Source extract:
※ ※ ※

Investment in the Military
In the last half century America has seen a relentless increase in military spending due to the perpetuated belief that war and violence are necessary. In fact, we believe that war is so necessary that we go to high schools to persuade young Americans into believing that the military is good. This is evident in the establishment of Junior Reserve Officers’ Training Corps (JROTC), a program introduced to high schools to promote the values and beliefs of the military. According to Washington Post Staff Writer Avis Thomas-Lester’s article entitled Recruitment Pressures Draw Scrutiny to JROTC, “the Army acknowledges that the programs can help attract soldiers.” Thomas-Lester cites Defense Department statistics acknowledging a doubling of the JROTC budget for such programs over the past fourteen years. This led to approximately 500,000 students enrolled in the program in 2005 compared to 216,000 students enrolled in 1990. Military recruiting is so important to us that we allow the JROTC program to reach children under the age of eighteen; an age too young to make a choice about cigarettes or alcohol but not too young to make a choice about consciously killing other humans while endangering their own life.
Our investment in the military-industrial-congressional complex ultimately begs the question, “do we need a military?” The choice to participate in and/or support a military is based in fear. The supporters of the concept of violence as a necessary part of life use two primary types of arguments (circular and emotive) to sway the thinking of the voters.
Circular logic: We need violence to stop violence
The first argument has many variations but can be summarized as the appeal to violence as a natural part of life. This argument appeals to the very obvious nature of lower conscious beings such as wild dogs, sharks and other predators that use violence to overcome their enemies (other predators) and sometimes for nourishment. The human comparison is “that other country” being equated as the predators that want to do harm to us. The logic follows that if we want to protect our way of life then we need to commit violence to the enemy to prevent them from committing violence to us. This logic is flawed because there are many examples where the initiation of violence typically leads to more violence as is the case with most human long standing grudges. One of the most well known examples of violence reciprocating violence has contributed to the current conflict in the Middle East. When Marinus van der Lubbe burned the Reichstag building in Berlin with the help of Nazi storm troopers, Adolf Hitler gained the support of the Germans, called a state of emergency and began the Holocaust. Hitler used violence to lead the Nazi’s in an occupation of Europe. At the end of the Second World War the Jews were eventually liberated from the concentration camps and allowed entry into Palestine by the British via a document called the White Paper. The Jews began to form the Israeli army which began to occupy the former Arabic lands. This led to more tension and eventually the violence that is the ongoing Middle East Crisis. This is an excellent international example of violence reciprocating violence.

※ ※ ※

[Stored dataset items]
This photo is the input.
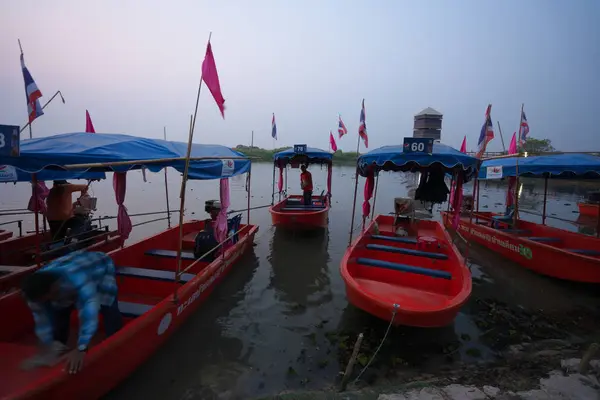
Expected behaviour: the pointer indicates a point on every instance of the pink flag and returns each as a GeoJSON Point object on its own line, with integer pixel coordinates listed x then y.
{"type": "Point", "coordinates": [512, 148]}
{"type": "Point", "coordinates": [463, 147]}
{"type": "Point", "coordinates": [332, 142]}
{"type": "Point", "coordinates": [210, 77]}
{"type": "Point", "coordinates": [89, 127]}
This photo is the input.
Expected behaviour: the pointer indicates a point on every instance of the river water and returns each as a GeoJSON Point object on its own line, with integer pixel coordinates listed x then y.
{"type": "Point", "coordinates": [268, 326]}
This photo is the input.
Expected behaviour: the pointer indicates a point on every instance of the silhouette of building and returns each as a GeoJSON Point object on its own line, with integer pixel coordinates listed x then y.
{"type": "Point", "coordinates": [428, 124]}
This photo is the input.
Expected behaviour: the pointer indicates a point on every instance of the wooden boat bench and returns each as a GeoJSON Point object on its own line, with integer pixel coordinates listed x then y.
{"type": "Point", "coordinates": [400, 239]}
{"type": "Point", "coordinates": [156, 274]}
{"type": "Point", "coordinates": [404, 268]}
{"type": "Point", "coordinates": [585, 252]}
{"type": "Point", "coordinates": [133, 309]}
{"type": "Point", "coordinates": [543, 239]}
{"type": "Point", "coordinates": [410, 252]}
{"type": "Point", "coordinates": [185, 255]}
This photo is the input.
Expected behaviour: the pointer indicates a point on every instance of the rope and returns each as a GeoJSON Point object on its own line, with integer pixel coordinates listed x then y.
{"type": "Point", "coordinates": [380, 344]}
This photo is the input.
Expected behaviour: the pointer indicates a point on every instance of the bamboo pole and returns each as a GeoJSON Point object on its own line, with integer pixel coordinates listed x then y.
{"type": "Point", "coordinates": [167, 186]}
{"type": "Point", "coordinates": [182, 202]}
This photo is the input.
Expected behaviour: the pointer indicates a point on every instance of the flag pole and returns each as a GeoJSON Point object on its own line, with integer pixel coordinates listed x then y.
{"type": "Point", "coordinates": [184, 179]}
{"type": "Point", "coordinates": [501, 137]}
{"type": "Point", "coordinates": [167, 186]}
{"type": "Point", "coordinates": [516, 213]}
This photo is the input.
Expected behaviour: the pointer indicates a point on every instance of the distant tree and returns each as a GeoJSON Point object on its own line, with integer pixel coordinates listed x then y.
{"type": "Point", "coordinates": [533, 145]}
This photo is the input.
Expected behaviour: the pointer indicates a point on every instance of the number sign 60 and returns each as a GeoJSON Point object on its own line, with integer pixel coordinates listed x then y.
{"type": "Point", "coordinates": [420, 146]}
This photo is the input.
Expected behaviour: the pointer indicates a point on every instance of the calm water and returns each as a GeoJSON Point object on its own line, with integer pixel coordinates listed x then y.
{"type": "Point", "coordinates": [264, 329]}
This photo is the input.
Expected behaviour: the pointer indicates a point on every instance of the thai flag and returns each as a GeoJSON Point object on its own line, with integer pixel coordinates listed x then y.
{"type": "Point", "coordinates": [524, 128]}
{"type": "Point", "coordinates": [32, 92]}
{"type": "Point", "coordinates": [341, 127]}
{"type": "Point", "coordinates": [487, 132]}
{"type": "Point", "coordinates": [362, 128]}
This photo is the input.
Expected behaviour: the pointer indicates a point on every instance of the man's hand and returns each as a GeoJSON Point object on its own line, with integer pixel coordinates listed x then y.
{"type": "Point", "coordinates": [75, 361]}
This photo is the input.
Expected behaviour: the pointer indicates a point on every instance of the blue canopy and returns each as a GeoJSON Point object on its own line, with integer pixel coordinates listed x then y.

※ ※ ※

What you will do: Based on the text on military investment, decide whether each statement agrees with it, answering yes or no and quoting the deciding words: (a) About 500,000 students were enrolled in JROTC in 2005, up from 216,000 in 1990. (b) The JROTC budget tripled over the past fourteen years. (c) Supporters of violence as a necessary part of life rely on three primary types of arguments.

Solution for this problem:
(a) Yes: "approximately 500,000 students enrolled in the program in 2005 compared to 216,000 students enrolled in 1990"
(b) No: "a doubling of the JROTC budget for such programs over the past fourteen years"
(c) No: "use two primary types of arguments (circular and emotive)"